> **Exercise aim**
Rewrite the material from its beginning up to and including the line that contains "Query: white water", replacing "retail shelf audit" with "store shelf inspection" and leaving everything else unchanged. Omit the pictures from your answer.

> **Working data**

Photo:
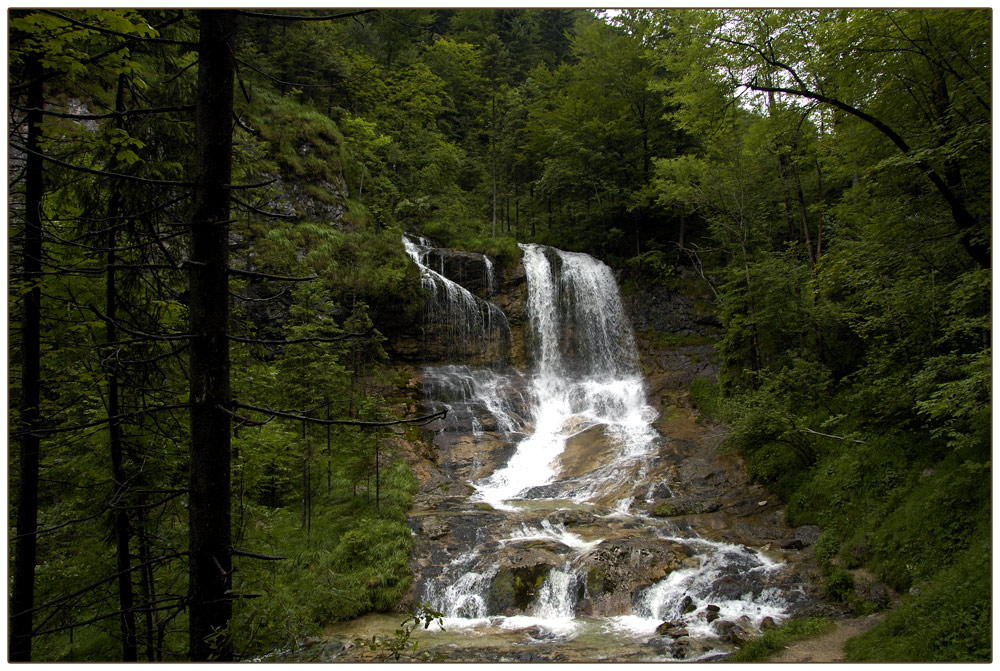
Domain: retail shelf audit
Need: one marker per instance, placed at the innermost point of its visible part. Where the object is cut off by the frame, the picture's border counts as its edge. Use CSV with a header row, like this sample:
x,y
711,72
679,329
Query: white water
x,y
584,373
472,325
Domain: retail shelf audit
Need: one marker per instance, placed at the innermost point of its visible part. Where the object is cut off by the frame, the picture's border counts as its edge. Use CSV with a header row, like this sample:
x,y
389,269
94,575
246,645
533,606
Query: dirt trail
x,y
828,647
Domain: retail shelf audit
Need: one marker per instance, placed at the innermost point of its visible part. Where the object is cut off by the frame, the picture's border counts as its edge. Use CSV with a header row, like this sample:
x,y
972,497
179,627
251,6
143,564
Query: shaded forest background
x,y
822,176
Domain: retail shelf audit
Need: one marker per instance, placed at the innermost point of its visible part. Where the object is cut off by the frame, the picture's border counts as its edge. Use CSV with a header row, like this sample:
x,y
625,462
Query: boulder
x,y
617,569
672,628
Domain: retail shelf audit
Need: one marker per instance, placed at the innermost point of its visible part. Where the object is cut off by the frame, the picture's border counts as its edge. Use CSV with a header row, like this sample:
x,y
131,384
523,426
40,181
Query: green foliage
x,y
401,645
776,640
947,619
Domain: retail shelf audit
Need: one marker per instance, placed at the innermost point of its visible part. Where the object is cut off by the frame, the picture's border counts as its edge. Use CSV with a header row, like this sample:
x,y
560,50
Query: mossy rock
x,y
515,589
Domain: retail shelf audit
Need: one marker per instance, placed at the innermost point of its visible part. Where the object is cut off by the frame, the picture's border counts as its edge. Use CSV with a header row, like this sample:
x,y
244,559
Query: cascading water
x,y
469,324
568,441
586,374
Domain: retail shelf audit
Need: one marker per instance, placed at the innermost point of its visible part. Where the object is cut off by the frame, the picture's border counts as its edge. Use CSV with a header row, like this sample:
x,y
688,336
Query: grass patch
x,y
775,640
948,620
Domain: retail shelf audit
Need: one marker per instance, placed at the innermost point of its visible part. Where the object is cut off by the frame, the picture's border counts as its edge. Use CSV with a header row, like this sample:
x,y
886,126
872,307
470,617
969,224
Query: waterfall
x,y
468,324
571,438
585,374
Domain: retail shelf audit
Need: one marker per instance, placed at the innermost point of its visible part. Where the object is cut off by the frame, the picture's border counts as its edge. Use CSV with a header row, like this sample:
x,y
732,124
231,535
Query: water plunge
x,y
569,441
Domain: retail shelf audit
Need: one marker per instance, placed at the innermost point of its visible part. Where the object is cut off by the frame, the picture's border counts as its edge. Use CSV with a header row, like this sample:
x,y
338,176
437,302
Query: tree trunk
x,y
123,533
25,541
493,156
803,215
209,498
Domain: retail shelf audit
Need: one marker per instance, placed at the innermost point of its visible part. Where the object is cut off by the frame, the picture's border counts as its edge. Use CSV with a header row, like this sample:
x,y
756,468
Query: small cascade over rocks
x,y
468,325
538,526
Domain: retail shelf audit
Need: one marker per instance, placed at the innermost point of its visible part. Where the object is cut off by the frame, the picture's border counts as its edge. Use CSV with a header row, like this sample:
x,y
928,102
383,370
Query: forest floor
x,y
828,647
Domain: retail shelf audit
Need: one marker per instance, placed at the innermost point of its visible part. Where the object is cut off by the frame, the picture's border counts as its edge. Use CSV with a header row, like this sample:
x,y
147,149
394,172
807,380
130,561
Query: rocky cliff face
x,y
689,486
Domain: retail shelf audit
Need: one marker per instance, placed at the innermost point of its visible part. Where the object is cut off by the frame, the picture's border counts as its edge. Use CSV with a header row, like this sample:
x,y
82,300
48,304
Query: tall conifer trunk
x,y
209,504
25,540
123,532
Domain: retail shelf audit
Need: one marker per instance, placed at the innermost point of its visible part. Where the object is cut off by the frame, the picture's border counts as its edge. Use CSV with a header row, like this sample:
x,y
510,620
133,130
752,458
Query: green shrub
x,y
949,619
775,640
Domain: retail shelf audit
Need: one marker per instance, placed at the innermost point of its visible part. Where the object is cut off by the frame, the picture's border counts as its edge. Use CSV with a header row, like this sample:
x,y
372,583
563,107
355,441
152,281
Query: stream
x,y
534,532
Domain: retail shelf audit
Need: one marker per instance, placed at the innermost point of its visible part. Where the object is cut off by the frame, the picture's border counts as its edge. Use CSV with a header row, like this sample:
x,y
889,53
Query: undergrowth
x,y
914,513
775,640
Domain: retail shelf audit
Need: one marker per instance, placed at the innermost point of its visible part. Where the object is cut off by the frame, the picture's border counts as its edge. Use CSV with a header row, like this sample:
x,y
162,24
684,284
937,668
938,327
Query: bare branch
x,y
342,422
291,17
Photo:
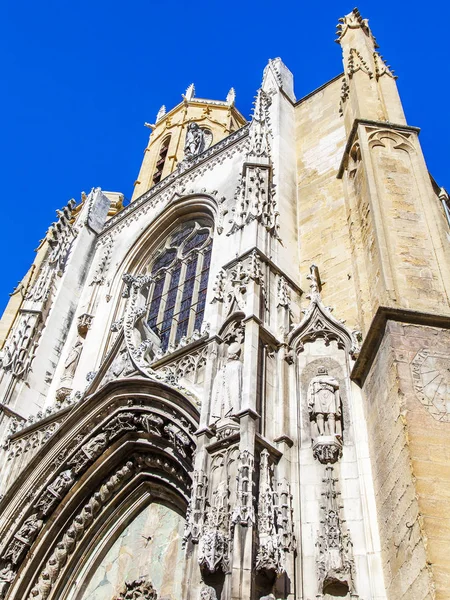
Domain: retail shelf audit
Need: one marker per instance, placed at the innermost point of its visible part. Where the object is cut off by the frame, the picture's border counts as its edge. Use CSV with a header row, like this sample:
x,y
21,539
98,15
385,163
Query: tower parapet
x,y
188,128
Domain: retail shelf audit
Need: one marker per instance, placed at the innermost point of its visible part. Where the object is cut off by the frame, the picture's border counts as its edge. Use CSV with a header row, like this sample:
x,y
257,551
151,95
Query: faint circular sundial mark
x,y
431,380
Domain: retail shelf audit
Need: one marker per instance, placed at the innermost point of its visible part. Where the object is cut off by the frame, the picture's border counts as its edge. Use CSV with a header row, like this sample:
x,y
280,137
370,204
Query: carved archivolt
x,y
393,140
163,429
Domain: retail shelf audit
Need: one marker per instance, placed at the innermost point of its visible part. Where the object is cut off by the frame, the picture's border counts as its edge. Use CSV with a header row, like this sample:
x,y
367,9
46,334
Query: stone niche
x,y
327,445
148,549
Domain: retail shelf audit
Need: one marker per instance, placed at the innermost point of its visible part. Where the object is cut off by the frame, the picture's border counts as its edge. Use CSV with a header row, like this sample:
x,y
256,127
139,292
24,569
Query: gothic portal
x,y
237,386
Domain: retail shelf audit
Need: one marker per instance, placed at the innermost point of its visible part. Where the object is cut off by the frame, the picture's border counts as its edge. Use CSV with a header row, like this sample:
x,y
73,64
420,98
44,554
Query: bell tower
x,y
188,129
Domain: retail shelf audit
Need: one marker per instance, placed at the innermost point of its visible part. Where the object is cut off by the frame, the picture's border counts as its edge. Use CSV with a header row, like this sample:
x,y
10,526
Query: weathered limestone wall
x,y
322,216
408,420
149,548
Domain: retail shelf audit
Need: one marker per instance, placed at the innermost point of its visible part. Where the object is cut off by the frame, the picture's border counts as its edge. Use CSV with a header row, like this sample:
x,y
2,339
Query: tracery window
x,y
177,294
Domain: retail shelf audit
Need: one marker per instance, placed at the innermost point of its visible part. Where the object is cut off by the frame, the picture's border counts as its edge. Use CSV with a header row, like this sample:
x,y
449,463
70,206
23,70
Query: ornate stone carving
x,y
231,286
334,546
195,141
431,381
227,387
352,21
381,68
214,546
244,510
84,324
121,366
269,556
88,452
324,407
23,539
318,322
7,576
139,589
75,532
54,492
254,198
357,63
196,509
71,364
208,593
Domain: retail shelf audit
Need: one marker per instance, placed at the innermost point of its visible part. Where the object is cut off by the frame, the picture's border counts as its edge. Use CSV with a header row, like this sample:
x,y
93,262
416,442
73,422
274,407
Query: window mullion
x,y
177,309
198,273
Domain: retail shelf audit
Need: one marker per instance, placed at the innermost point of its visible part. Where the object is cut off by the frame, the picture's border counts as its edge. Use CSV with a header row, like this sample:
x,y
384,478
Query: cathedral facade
x,y
237,387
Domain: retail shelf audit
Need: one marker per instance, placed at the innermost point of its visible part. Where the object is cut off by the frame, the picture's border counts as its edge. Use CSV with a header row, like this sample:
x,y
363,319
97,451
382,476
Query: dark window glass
x,y
192,287
155,303
164,260
186,299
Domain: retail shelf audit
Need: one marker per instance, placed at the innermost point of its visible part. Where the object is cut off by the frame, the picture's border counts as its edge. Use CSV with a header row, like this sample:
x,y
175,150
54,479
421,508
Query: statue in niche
x,y
323,402
227,387
71,364
195,141
7,576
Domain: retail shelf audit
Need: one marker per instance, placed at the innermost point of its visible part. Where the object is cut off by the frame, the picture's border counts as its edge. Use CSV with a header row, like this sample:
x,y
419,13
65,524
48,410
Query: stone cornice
x,y
377,329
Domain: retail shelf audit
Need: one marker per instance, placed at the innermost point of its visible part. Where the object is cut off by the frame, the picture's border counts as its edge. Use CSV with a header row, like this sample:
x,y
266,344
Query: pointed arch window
x,y
177,294
163,151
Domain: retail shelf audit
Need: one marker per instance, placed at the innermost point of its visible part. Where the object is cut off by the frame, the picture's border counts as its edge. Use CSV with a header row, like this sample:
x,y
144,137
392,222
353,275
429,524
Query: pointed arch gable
x,y
130,433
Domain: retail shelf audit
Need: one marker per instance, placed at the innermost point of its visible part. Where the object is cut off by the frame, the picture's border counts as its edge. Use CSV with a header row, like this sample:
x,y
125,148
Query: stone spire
x,y
368,88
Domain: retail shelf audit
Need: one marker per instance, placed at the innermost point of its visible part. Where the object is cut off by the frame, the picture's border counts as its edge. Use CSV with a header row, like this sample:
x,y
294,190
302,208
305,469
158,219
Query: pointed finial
x,y
190,92
161,113
231,97
353,21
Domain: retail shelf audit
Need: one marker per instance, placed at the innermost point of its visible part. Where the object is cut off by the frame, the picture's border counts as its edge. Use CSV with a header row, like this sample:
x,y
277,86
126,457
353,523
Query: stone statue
x,y
7,576
227,387
323,401
195,141
70,366
208,593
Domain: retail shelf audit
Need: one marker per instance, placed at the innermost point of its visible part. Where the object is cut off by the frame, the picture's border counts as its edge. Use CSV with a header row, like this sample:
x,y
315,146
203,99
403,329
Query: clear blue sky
x,y
81,78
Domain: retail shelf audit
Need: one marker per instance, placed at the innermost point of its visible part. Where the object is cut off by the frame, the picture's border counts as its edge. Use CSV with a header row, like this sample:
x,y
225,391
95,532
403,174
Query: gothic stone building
x,y
237,387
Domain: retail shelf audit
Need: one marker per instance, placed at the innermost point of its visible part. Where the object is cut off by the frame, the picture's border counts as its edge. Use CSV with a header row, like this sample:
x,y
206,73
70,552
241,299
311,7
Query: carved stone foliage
x,y
269,554
208,593
20,347
76,531
103,265
254,198
275,526
324,407
187,366
335,563
174,184
231,285
55,491
353,21
31,442
214,547
217,530
244,509
23,539
357,63
139,589
319,323
196,509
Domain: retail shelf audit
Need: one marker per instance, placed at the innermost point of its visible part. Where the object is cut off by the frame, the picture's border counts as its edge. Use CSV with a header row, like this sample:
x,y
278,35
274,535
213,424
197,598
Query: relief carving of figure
x,y
227,387
195,141
324,402
7,576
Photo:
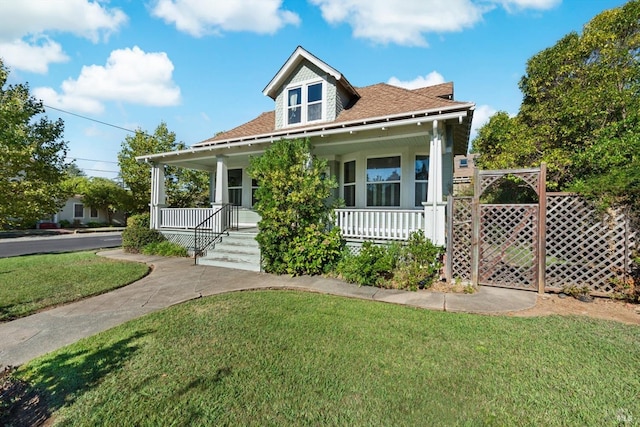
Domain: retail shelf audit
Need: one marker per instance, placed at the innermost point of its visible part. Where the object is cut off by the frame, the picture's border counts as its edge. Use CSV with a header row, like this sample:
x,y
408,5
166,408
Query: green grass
x,y
293,358
32,283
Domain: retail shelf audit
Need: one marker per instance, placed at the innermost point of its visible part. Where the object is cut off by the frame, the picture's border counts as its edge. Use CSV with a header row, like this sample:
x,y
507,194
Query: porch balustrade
x,y
379,224
185,218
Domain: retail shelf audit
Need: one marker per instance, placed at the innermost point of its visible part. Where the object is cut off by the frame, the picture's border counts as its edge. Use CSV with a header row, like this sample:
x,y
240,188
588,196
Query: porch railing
x,y
379,224
209,232
185,218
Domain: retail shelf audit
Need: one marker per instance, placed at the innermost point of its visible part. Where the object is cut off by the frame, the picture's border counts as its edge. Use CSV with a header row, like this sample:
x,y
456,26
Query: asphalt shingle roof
x,y
376,101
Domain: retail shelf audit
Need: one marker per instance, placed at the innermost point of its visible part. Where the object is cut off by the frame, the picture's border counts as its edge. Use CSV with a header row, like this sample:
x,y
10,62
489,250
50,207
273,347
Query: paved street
x,y
62,243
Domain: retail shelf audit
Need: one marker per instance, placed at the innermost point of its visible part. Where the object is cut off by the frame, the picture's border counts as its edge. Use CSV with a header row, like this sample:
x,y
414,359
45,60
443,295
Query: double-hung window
x,y
78,210
349,186
305,103
421,178
383,181
234,177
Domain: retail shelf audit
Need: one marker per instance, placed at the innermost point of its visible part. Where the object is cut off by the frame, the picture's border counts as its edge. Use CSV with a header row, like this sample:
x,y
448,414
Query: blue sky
x,y
201,66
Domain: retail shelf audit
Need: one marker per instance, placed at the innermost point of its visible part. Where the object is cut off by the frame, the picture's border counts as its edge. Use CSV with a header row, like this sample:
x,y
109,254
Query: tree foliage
x,y
98,193
295,233
184,187
580,111
32,155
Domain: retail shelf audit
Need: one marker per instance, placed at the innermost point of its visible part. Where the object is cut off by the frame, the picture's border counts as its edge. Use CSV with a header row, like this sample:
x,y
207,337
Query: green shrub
x,y
141,220
419,263
413,265
94,224
165,248
372,266
137,235
314,251
292,201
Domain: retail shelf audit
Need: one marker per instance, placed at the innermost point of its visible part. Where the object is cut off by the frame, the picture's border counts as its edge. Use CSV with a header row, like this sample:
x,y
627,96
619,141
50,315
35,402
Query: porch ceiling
x,y
334,143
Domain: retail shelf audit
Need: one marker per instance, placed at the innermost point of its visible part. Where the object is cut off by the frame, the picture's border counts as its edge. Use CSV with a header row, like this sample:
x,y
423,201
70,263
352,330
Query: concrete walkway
x,y
176,280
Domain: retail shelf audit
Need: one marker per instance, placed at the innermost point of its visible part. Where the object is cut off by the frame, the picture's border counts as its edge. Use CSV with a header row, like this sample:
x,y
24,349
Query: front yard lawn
x,y
294,358
34,282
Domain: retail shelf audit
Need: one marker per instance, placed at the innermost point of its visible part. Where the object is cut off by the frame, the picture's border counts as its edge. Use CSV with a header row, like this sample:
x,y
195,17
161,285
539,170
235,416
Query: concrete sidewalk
x,y
176,280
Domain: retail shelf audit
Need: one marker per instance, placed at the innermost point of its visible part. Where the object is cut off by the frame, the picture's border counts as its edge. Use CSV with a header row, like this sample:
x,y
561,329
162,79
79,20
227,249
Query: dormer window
x,y
305,104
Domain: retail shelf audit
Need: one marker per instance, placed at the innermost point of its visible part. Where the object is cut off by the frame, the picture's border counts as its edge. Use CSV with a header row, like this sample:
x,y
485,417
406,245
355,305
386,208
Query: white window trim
x,y
304,104
350,184
367,182
74,210
419,181
236,187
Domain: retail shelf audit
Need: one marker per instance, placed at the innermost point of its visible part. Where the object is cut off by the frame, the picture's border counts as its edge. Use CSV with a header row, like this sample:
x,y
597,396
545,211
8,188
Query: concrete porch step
x,y
238,250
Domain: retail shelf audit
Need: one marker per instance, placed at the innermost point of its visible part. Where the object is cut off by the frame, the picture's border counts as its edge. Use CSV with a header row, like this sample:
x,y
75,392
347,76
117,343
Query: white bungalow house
x,y
391,150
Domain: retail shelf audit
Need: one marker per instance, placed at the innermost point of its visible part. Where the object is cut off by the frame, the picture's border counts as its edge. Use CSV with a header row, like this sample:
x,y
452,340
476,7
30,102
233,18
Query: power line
x,y
91,160
96,120
100,170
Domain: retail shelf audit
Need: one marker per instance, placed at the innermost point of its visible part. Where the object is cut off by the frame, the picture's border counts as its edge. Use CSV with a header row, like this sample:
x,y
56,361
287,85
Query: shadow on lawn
x,y
58,381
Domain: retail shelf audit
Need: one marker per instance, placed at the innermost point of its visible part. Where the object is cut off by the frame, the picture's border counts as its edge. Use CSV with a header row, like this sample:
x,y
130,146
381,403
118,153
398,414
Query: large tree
x,y
292,196
580,110
32,157
184,187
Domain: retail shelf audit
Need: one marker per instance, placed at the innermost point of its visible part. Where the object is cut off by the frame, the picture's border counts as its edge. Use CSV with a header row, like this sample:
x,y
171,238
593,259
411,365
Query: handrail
x,y
210,231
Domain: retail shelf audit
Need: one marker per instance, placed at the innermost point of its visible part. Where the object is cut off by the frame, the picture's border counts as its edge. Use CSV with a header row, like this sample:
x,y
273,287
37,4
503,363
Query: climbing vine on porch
x,y
296,234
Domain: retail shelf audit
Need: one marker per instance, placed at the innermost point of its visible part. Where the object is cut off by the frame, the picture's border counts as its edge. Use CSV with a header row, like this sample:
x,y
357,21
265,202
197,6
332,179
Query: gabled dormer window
x,y
305,103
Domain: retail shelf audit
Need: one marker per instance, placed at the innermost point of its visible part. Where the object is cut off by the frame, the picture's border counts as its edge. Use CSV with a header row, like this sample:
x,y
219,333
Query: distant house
x,y
391,149
75,212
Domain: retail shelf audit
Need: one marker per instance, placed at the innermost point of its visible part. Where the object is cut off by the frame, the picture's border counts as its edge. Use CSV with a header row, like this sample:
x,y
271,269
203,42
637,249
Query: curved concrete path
x,y
176,280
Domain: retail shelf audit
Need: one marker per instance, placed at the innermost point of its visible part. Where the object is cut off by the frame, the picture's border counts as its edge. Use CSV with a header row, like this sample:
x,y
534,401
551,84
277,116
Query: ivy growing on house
x,y
296,234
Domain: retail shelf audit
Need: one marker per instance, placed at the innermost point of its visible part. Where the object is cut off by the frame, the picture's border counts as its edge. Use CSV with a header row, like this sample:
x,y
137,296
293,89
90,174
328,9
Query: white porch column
x,y
222,182
158,195
434,208
212,187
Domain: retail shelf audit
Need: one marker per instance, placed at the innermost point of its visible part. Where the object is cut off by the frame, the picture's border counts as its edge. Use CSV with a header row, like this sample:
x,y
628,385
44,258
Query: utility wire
x,y
97,121
91,160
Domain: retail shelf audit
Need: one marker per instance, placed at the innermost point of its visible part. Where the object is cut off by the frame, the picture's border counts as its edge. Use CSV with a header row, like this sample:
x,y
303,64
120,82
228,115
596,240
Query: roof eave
x,y
300,54
431,113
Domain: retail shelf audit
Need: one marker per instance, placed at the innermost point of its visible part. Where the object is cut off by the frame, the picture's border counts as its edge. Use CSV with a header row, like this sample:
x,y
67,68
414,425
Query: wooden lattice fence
x,y
584,246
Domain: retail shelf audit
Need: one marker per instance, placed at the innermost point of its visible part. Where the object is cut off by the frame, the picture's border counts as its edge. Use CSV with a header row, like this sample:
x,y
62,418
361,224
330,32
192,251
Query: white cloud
x,y
433,78
510,5
130,75
402,22
481,116
405,22
27,25
199,18
34,57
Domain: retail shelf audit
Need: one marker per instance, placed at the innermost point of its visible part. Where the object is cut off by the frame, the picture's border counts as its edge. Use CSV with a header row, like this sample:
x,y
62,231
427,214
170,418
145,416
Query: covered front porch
x,y
384,200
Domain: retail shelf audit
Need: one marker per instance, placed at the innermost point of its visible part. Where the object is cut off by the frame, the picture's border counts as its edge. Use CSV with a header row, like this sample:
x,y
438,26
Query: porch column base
x,y
434,215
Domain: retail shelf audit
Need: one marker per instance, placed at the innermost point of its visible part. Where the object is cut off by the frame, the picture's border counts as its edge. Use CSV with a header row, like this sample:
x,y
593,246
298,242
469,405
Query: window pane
x,y
295,115
235,196
383,194
421,193
234,177
350,172
383,169
295,97
422,168
314,112
350,195
314,92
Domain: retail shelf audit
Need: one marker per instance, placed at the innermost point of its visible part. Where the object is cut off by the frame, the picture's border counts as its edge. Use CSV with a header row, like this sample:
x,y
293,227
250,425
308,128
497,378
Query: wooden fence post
x,y
542,227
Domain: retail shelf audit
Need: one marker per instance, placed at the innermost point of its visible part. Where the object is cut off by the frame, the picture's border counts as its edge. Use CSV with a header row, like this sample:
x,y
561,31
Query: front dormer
x,y
307,91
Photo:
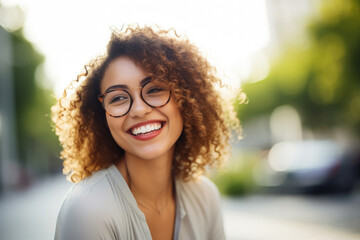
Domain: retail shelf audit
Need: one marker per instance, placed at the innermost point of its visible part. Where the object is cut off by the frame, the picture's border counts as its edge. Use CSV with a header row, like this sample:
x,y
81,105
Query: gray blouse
x,y
103,207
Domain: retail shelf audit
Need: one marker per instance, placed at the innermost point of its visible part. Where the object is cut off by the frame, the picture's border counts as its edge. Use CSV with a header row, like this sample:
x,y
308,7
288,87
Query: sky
x,y
69,33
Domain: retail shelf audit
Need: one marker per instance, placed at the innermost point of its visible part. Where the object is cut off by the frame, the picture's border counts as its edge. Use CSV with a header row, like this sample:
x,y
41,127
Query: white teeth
x,y
146,128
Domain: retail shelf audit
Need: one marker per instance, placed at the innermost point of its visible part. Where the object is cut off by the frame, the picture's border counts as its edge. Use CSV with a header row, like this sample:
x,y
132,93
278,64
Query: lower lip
x,y
145,137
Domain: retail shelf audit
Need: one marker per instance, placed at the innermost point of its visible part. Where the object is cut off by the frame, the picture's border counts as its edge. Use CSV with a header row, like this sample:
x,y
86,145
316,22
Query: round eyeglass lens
x,y
117,103
155,95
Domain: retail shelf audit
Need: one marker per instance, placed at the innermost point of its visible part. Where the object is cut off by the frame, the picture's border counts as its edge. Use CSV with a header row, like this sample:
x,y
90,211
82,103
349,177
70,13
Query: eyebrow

> **Response**
Photo:
Domain: store shelf inspection
Need: one marker per instance, placed at the innermost point of its visible part. Where the object is cut off by the frame, the picture's border counts as its edge. Use CSV with a header row, like this sample:
x,y
711,72
679,329
Query: white water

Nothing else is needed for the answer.